> **OBJECTIVE**: Gather every line in the entries below that contains the string "vest" and copy each such line in full.

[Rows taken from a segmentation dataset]
· · · · ·
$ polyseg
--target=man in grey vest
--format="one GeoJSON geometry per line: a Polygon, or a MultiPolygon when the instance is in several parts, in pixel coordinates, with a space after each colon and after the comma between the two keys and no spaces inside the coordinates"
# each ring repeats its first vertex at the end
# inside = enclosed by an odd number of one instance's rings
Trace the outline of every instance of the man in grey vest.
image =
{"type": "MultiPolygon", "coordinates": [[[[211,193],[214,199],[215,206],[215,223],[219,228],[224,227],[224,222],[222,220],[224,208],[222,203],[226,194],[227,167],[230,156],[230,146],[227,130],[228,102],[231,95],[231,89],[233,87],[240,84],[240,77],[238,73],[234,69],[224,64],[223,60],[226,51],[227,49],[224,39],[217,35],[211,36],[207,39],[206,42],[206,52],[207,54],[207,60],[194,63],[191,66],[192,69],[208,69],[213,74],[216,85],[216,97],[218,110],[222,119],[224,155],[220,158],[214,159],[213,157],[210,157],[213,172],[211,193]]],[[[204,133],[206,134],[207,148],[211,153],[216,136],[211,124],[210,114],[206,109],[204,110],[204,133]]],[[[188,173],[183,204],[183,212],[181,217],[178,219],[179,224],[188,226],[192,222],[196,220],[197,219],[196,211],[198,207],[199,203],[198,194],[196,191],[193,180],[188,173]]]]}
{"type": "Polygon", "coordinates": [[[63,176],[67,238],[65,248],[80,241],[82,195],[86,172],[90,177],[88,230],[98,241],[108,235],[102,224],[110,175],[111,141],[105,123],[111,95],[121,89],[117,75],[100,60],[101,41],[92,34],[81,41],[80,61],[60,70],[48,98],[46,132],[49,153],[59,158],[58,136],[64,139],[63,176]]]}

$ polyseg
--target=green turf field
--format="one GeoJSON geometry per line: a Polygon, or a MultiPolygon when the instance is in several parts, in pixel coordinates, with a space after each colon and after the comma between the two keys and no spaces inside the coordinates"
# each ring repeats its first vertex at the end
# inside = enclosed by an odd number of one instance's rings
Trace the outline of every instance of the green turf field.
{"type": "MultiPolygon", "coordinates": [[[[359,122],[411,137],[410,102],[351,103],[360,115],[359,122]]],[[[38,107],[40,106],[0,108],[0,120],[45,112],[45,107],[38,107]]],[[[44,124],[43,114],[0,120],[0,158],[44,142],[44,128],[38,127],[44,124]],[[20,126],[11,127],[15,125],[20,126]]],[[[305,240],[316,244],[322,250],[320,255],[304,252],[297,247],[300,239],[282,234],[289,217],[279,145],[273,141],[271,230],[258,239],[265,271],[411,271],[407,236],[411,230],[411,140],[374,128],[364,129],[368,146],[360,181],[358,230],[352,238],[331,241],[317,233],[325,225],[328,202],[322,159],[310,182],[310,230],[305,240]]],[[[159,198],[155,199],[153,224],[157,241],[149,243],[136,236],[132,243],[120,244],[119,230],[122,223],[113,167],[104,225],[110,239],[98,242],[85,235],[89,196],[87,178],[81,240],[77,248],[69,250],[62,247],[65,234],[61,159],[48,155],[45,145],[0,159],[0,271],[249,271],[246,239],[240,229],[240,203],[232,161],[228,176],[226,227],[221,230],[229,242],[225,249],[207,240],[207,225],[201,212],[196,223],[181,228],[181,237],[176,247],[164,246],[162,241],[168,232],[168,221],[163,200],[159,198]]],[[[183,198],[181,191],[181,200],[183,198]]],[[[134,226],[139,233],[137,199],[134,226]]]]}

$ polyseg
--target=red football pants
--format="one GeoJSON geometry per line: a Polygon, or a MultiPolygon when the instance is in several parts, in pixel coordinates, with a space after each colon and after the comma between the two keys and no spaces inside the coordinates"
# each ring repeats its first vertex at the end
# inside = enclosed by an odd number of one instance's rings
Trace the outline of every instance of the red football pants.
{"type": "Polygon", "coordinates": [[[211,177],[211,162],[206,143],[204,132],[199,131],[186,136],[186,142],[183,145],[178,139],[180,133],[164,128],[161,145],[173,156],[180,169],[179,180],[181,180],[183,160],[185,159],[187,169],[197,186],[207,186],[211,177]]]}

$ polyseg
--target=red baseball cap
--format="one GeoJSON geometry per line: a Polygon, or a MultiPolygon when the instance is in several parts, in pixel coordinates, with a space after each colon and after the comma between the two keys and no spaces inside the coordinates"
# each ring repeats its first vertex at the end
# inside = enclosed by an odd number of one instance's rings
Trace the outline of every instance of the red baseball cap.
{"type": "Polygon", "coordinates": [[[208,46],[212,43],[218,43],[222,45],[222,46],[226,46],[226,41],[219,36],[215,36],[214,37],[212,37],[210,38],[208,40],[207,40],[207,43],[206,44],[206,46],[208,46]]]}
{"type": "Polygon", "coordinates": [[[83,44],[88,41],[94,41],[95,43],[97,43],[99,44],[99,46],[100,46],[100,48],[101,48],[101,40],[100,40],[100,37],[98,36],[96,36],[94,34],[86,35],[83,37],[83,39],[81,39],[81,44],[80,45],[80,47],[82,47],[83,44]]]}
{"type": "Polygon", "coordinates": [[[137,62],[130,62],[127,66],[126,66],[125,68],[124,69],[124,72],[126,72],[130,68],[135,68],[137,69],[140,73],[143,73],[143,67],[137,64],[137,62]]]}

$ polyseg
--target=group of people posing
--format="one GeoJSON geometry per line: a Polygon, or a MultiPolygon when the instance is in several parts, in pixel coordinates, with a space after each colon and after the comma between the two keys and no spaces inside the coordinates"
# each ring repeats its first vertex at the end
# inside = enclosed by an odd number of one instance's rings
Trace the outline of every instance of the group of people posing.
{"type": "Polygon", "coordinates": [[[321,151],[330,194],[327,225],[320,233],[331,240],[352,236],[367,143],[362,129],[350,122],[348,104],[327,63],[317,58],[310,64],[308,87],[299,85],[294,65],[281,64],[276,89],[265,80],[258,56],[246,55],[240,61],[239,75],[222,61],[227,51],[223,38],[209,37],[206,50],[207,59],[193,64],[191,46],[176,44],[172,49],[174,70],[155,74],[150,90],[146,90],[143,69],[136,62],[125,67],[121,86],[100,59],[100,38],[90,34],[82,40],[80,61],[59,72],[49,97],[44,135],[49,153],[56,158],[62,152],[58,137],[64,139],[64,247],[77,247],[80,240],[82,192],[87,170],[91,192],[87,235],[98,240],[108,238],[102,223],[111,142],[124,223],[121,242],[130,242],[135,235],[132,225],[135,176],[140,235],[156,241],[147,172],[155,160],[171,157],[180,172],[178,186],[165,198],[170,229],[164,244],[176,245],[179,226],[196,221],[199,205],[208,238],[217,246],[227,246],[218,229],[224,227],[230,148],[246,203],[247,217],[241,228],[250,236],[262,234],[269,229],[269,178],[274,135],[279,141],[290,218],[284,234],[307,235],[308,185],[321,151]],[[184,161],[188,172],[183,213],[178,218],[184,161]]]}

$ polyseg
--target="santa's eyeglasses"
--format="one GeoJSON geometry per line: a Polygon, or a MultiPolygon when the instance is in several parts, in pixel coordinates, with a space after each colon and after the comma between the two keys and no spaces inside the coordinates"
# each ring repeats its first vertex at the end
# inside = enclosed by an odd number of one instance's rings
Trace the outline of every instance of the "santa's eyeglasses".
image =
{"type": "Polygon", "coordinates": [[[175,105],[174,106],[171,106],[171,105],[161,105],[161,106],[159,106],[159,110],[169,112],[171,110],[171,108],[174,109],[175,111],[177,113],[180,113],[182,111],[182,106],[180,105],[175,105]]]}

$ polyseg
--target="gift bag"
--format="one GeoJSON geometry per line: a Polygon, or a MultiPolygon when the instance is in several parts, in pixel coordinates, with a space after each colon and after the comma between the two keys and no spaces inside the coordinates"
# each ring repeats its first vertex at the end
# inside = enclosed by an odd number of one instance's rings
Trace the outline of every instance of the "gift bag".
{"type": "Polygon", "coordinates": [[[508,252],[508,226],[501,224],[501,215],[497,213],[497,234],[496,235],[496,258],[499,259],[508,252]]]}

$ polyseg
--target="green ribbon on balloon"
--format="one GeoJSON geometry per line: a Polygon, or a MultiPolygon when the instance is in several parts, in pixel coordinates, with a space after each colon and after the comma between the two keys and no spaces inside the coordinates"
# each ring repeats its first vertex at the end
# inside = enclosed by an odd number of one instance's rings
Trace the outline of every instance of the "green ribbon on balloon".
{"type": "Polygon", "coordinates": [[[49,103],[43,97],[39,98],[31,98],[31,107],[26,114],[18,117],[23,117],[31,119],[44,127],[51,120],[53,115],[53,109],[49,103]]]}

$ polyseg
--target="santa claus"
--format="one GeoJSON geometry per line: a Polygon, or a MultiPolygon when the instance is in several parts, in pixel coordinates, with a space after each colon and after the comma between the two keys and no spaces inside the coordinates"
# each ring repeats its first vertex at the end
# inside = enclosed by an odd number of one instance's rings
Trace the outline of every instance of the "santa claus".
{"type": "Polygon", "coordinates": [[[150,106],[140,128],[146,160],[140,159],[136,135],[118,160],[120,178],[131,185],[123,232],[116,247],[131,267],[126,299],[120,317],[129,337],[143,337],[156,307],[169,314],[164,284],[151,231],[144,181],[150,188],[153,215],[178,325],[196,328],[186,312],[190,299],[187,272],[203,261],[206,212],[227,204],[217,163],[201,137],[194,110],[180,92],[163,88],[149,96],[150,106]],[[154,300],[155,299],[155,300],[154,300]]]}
· · · · ·
> **RESPONSE**:
--target=man in grey vest
Trace the outline of every instance of the man in grey vest.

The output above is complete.